Could every line of the data be copied out once more, exactly?
___ DATA SECTION ___
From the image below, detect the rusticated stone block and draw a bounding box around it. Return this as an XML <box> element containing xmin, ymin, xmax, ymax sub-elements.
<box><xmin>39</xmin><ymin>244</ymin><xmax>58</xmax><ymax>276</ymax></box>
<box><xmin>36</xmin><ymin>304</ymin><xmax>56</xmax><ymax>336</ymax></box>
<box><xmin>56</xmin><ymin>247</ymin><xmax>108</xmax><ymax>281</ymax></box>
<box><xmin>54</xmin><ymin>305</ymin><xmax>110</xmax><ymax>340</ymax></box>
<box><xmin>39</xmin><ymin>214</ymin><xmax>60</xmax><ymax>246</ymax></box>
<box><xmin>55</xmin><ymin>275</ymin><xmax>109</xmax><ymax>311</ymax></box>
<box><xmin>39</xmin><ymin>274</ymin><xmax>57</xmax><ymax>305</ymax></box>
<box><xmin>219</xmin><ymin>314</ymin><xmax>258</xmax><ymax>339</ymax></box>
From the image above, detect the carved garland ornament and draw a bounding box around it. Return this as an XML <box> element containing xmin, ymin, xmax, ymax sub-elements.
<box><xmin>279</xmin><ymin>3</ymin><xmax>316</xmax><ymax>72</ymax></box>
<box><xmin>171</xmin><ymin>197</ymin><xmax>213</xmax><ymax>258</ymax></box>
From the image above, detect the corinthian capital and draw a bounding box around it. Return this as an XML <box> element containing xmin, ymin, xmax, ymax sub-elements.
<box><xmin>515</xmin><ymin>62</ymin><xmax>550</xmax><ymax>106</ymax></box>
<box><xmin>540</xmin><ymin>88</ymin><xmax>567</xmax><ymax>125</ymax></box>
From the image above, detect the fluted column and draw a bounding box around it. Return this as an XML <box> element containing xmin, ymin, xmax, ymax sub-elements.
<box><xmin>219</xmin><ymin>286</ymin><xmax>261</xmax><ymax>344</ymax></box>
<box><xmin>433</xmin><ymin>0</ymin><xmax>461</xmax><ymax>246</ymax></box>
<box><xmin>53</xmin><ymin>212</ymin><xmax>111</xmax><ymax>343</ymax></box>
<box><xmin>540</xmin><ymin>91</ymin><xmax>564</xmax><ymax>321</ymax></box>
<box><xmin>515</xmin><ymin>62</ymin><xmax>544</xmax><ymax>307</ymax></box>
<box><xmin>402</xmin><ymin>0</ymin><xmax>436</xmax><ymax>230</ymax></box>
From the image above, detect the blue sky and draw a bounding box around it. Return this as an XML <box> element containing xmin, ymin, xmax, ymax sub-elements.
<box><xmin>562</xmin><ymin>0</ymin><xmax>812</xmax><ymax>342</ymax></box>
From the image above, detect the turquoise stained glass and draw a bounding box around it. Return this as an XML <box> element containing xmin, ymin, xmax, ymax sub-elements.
___
> [WRITTEN SOLUTION]:
From the image below, detect the rusticated stone block and draw a bounding box around it. Return this as an XML <box> element containing xmin, ymin, xmax, ymax sub-elements.
<box><xmin>39</xmin><ymin>244</ymin><xmax>58</xmax><ymax>276</ymax></box>
<box><xmin>36</xmin><ymin>304</ymin><xmax>56</xmax><ymax>336</ymax></box>
<box><xmin>56</xmin><ymin>247</ymin><xmax>108</xmax><ymax>281</ymax></box>
<box><xmin>54</xmin><ymin>305</ymin><xmax>110</xmax><ymax>340</ymax></box>
<box><xmin>39</xmin><ymin>214</ymin><xmax>60</xmax><ymax>246</ymax></box>
<box><xmin>55</xmin><ymin>275</ymin><xmax>109</xmax><ymax>311</ymax></box>
<box><xmin>39</xmin><ymin>274</ymin><xmax>57</xmax><ymax>305</ymax></box>
<box><xmin>219</xmin><ymin>314</ymin><xmax>258</xmax><ymax>339</ymax></box>
From the image above, detect the carved garland ornament and draw a bounding box around it. Return this as an XML <box> element containing xmin, ymin, xmax, ymax sub-elements.
<box><xmin>279</xmin><ymin>3</ymin><xmax>316</xmax><ymax>72</ymax></box>
<box><xmin>171</xmin><ymin>197</ymin><xmax>213</xmax><ymax>258</ymax></box>
From the image above, detect the corinthian capital and draw a bounding box around it. Return this as an XML <box> element containing xmin, ymin, xmax, ymax sub-elements.
<box><xmin>515</xmin><ymin>62</ymin><xmax>550</xmax><ymax>106</ymax></box>
<box><xmin>540</xmin><ymin>88</ymin><xmax>567</xmax><ymax>125</ymax></box>
From the image above, detect the fluted column and draw a bounding box around it. Return this as an XML <box> element containing xmin, ymin, xmax, ymax sub-elements.
<box><xmin>219</xmin><ymin>286</ymin><xmax>261</xmax><ymax>344</ymax></box>
<box><xmin>433</xmin><ymin>0</ymin><xmax>461</xmax><ymax>246</ymax></box>
<box><xmin>53</xmin><ymin>212</ymin><xmax>111</xmax><ymax>343</ymax></box>
<box><xmin>540</xmin><ymin>91</ymin><xmax>564</xmax><ymax>321</ymax></box>
<box><xmin>515</xmin><ymin>62</ymin><xmax>544</xmax><ymax>307</ymax></box>
<box><xmin>402</xmin><ymin>0</ymin><xmax>436</xmax><ymax>230</ymax></box>
From the image above, detect the blue sky and draw a bounding box around it. Return this as an XML <box> element containing xmin, ymin, xmax, ymax sub-elements.
<box><xmin>562</xmin><ymin>0</ymin><xmax>812</xmax><ymax>342</ymax></box>
From the image above, detect the turquoise stained glass and draw a bounding box around it. Return this as an XML <box> element containing xmin, ymin, xmax, ymax sub-elements.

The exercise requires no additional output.